#### Task brief
Reproduce the lines from the one containing "Where can the brick" through the end of the records, switching every "Target" to "Label" and keeping all else unchanged.

[Data entries]
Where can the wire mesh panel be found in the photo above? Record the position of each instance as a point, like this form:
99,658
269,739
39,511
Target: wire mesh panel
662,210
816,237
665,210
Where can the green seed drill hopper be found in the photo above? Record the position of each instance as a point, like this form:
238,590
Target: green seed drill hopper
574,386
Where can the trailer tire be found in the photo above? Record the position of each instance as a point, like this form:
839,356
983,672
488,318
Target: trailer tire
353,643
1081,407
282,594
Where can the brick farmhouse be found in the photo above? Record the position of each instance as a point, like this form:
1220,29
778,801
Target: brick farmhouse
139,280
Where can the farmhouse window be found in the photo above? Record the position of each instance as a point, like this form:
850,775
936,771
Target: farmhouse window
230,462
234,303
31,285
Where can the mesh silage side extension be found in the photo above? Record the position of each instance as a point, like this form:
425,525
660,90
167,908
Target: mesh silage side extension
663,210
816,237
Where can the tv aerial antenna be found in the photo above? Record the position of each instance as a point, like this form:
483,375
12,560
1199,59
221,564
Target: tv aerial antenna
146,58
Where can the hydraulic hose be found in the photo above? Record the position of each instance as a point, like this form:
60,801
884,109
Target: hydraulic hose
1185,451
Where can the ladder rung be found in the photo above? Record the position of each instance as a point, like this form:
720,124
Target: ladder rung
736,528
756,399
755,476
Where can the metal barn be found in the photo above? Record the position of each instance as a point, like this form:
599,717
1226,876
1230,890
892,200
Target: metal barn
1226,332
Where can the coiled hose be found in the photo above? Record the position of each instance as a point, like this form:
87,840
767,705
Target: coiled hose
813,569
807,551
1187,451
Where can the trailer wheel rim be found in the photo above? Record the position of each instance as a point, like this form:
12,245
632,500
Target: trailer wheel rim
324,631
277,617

#### Task solution
Where can the brick farmhouse be found in the photo above? Record the position of each instance as a point, like this form:
1220,29
778,801
Label: brick farmhouse
139,280
Where can the farmhouse window be found in the photo above? Record the position of each instance as a point, like this form:
850,775
936,771
Label: farmhouse window
230,462
234,303
31,285
Where can the mesh silage side extension be found in the photo above? Record the position of each instance as a point, like this form:
425,525
660,90
167,908
Label: mesh silage side extension
663,210
816,237
Where can the tv aerial antenna be found in the photo above? Record the position of each instance as a point, like this form:
483,375
12,560
1199,59
221,564
Label: tv aerial antenna
146,58
Where can the hydraulic hose be found in the photo above? Record the position of each instance as a point, like this form:
60,801
884,109
Label: hydraulic hose
1185,451
Where can the ladder rung be found in the photo above? Record the position of each instance as a point, like this form:
720,124
Label: ladder rung
736,528
756,399
755,476
Where can the metal barn be found in the photo above? Record the position of each instance as a point, like this form:
599,717
1226,876
1230,890
892,200
Label: metal barn
1226,332
Where can the coiled hose be found in the photo above? Record the position of each instance as a point, like this form:
87,840
767,705
Label: coiled hose
813,569
807,551
1187,451
Where can the trailer wheel rim be found in the photo above? Record the position of each instance as a point, like this form:
12,245
632,500
Label: trailer wheel rim
324,631
277,617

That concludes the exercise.